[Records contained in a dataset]
################

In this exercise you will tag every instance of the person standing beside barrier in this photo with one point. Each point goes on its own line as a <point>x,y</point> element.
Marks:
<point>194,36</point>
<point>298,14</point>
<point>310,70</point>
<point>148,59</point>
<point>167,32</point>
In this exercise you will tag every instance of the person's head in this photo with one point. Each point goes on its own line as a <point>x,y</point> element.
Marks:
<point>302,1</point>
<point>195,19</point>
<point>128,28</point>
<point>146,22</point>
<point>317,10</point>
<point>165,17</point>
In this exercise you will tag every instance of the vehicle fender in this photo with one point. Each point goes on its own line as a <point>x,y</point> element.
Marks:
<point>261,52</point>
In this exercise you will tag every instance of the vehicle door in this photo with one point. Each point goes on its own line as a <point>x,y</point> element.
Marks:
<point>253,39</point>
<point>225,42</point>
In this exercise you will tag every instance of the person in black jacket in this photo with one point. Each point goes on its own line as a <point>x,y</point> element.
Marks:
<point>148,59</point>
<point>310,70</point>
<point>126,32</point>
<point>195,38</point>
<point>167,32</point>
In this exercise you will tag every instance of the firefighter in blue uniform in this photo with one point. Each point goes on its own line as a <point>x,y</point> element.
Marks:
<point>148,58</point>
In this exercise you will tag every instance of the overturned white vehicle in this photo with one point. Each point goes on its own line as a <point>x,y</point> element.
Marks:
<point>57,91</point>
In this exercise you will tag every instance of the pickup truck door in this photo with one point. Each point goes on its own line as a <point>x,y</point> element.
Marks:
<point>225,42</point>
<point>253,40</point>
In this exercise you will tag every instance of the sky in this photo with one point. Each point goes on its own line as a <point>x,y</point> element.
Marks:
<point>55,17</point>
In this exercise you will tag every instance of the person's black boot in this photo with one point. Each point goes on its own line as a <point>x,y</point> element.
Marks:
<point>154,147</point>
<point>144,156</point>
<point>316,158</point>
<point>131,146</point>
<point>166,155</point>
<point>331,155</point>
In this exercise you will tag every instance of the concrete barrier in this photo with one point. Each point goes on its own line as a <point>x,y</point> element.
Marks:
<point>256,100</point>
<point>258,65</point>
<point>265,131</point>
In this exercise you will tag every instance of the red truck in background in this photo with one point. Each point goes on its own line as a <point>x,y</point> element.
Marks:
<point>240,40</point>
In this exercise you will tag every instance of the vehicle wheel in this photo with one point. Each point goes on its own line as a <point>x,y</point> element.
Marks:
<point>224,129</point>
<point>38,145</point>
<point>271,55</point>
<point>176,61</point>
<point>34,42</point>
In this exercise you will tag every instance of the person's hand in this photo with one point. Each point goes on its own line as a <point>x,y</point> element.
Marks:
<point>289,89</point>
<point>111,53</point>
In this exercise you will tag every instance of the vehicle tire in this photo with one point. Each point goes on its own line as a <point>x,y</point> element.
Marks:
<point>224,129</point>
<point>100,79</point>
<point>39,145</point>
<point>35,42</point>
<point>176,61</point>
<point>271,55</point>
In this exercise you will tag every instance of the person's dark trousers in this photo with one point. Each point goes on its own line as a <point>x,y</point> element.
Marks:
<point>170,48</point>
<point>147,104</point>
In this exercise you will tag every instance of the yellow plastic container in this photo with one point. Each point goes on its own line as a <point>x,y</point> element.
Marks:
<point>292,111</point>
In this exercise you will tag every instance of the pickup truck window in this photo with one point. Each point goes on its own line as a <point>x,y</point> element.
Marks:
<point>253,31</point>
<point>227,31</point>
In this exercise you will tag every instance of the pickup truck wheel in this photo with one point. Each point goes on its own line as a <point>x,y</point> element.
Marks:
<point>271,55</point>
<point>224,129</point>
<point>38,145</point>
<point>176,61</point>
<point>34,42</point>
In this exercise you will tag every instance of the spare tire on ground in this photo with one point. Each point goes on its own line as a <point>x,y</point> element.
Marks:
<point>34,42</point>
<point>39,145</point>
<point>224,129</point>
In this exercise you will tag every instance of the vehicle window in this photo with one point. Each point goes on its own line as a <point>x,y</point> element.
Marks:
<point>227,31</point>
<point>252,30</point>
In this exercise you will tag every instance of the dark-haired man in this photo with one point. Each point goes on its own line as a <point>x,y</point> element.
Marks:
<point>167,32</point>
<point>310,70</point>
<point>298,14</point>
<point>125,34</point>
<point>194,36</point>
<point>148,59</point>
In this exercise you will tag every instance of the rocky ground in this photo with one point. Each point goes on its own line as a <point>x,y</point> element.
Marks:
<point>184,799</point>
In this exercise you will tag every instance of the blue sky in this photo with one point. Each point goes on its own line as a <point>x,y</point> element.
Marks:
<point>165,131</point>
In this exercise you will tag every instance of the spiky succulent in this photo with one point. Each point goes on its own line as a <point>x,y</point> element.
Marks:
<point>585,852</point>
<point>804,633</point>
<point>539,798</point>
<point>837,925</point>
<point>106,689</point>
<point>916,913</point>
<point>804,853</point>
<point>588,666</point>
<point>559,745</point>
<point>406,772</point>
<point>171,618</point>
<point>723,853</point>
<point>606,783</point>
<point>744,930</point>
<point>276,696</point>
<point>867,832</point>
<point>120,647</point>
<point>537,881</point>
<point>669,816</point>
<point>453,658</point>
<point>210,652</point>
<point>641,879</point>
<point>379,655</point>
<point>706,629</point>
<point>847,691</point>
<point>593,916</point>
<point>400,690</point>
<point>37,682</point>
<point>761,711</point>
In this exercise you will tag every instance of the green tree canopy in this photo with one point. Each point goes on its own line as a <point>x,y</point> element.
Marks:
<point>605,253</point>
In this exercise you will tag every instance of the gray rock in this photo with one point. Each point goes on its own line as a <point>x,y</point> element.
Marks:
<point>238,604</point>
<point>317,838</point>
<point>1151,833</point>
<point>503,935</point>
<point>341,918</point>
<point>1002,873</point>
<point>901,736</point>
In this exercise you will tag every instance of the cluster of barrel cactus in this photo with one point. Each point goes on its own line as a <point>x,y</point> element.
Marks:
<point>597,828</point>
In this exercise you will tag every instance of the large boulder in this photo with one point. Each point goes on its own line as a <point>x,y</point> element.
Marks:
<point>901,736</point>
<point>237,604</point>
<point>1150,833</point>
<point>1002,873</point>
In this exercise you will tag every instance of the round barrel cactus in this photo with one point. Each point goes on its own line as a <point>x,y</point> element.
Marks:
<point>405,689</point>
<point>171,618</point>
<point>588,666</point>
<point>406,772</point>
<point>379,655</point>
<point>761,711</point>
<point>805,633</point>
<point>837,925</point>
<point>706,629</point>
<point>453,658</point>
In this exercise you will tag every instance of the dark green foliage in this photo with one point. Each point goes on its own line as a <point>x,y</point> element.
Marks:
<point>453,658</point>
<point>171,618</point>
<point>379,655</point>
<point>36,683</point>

################

INSTRUCTIONS TO FOLLOW
Find each line in the records above that contains "green", and copy it.

RESPONSE
In this exercise you will tag every instance of the green tree canopy in this photo with one point. Each point goes on its own line as a <point>x,y</point> element.
In this exercise you will tag every instance of the dark green foliage in this photo with one point. Each point goes on its own line as a <point>x,y</point> element.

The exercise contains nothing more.